= WORK ITEM =
The following data needs to be repeated exactly, with all images excluded.

╭──

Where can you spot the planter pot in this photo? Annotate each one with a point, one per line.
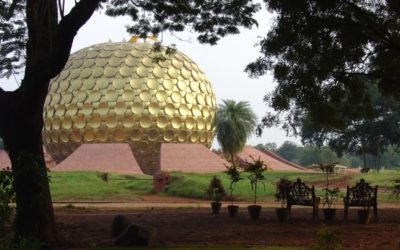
(282, 214)
(232, 210)
(329, 213)
(254, 211)
(215, 206)
(364, 216)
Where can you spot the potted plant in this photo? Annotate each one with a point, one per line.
(331, 195)
(256, 171)
(281, 195)
(216, 192)
(234, 176)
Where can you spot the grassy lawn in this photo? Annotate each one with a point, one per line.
(89, 185)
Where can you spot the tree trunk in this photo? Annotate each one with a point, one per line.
(22, 124)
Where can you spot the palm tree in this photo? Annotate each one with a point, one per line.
(234, 123)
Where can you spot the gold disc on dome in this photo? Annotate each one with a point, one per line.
(169, 109)
(142, 71)
(66, 123)
(64, 137)
(161, 96)
(168, 84)
(60, 111)
(120, 108)
(76, 84)
(132, 61)
(136, 134)
(145, 96)
(79, 121)
(110, 72)
(194, 137)
(88, 84)
(172, 72)
(186, 74)
(145, 121)
(183, 109)
(54, 136)
(56, 124)
(137, 108)
(137, 83)
(154, 108)
(200, 99)
(102, 135)
(182, 85)
(85, 73)
(189, 98)
(76, 136)
(47, 124)
(95, 121)
(189, 123)
(88, 63)
(158, 72)
(111, 95)
(94, 96)
(120, 53)
(162, 122)
(176, 97)
(111, 121)
(80, 96)
(128, 121)
(119, 83)
(66, 98)
(147, 61)
(55, 98)
(119, 135)
(153, 135)
(88, 136)
(102, 83)
(168, 135)
(176, 122)
(72, 110)
(128, 95)
(100, 62)
(125, 71)
(201, 123)
(102, 108)
(152, 83)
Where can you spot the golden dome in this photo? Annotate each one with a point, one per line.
(119, 93)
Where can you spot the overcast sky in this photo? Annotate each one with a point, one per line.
(223, 63)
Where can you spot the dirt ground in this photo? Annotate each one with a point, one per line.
(189, 222)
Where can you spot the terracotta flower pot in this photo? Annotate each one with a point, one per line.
(329, 213)
(232, 210)
(215, 206)
(282, 214)
(254, 211)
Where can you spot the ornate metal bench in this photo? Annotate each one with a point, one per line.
(361, 195)
(301, 194)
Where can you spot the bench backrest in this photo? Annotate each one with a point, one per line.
(361, 194)
(300, 193)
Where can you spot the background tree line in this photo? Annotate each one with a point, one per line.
(309, 154)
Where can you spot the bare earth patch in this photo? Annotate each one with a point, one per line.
(178, 226)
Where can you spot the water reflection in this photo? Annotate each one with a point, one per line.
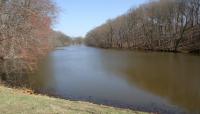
(149, 81)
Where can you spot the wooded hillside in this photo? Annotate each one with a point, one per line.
(25, 36)
(162, 25)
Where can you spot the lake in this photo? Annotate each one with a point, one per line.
(147, 81)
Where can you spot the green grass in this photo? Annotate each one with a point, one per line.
(14, 101)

╰──

= RESULT =
Where can you spot the planter pot in this photo? Annotate each one with a point, one per line.
(282, 214)
(232, 210)
(329, 213)
(254, 211)
(215, 206)
(364, 216)
Where can you spot the potted plant in this photo? Annotate each one with a point, one per line.
(331, 195)
(256, 171)
(281, 195)
(216, 192)
(234, 176)
Where can you spot the grassy lawn in this photo? Annotate each one with a point, one per line.
(89, 185)
Where can you spot the tree trunk in this photo? Annotate each one with a point, one per line.
(22, 124)
Where can you spot the palm tree in this photo? Annotate each one with a point, one per line.
(234, 123)
Where can you spot the gold disc on dome in this photo? Annotate each one with a point, one per line.
(169, 109)
(142, 71)
(66, 123)
(64, 137)
(161, 96)
(168, 84)
(60, 111)
(120, 108)
(76, 84)
(132, 61)
(136, 134)
(145, 96)
(79, 121)
(110, 72)
(194, 137)
(88, 84)
(172, 72)
(186, 74)
(145, 121)
(183, 109)
(54, 136)
(56, 124)
(137, 108)
(137, 83)
(154, 108)
(200, 99)
(102, 135)
(182, 85)
(85, 73)
(189, 98)
(76, 136)
(47, 124)
(95, 121)
(189, 123)
(88, 63)
(158, 72)
(111, 95)
(94, 96)
(120, 53)
(162, 122)
(176, 97)
(111, 121)
(80, 96)
(128, 121)
(119, 83)
(66, 98)
(147, 61)
(55, 98)
(119, 135)
(153, 135)
(88, 136)
(102, 83)
(168, 135)
(176, 122)
(72, 110)
(128, 95)
(100, 62)
(125, 71)
(201, 123)
(102, 108)
(152, 83)
Where can you spot the golden dome in this photo? Annotate each one with a point, one per line.
(119, 93)
Where can you spot the overcast sky in this photo? Annotate each one with a point, one per line.
(223, 63)
Where can you spot the dirt ground in this photo? Annotate each one with a point, one per line.
(189, 222)
Where can you spot the terracotta flower pot in this photo? Annotate each one with a point, one per line.
(329, 213)
(232, 210)
(215, 206)
(282, 214)
(254, 211)
Where can you spot the ornate metal bench in this photo? Annotate each one with a point, one per line.
(361, 195)
(301, 194)
Where can you spot the bench backrest in this photo? Annotate each one with a point, one per line.
(361, 194)
(300, 193)
Where can you spot the background tree line in this photo? Annotate each one with a point, one per line.
(309, 154)
Where can you spot the bare earth patch in this photo? Annotate each one with a point, one per line.
(178, 226)
Where can you spot the water reflection in this photo? Annotate each one with a point, one per line.
(149, 81)
Where can you spot the wooded hillside in this photo? Annotate each one with a point, one per line.
(25, 36)
(162, 25)
Where can you spot the lake in this photo? Annotate each one with a point, one per line.
(147, 81)
Where can you spot the green grass in this photo? Annotate each one with a point, one per line.
(14, 101)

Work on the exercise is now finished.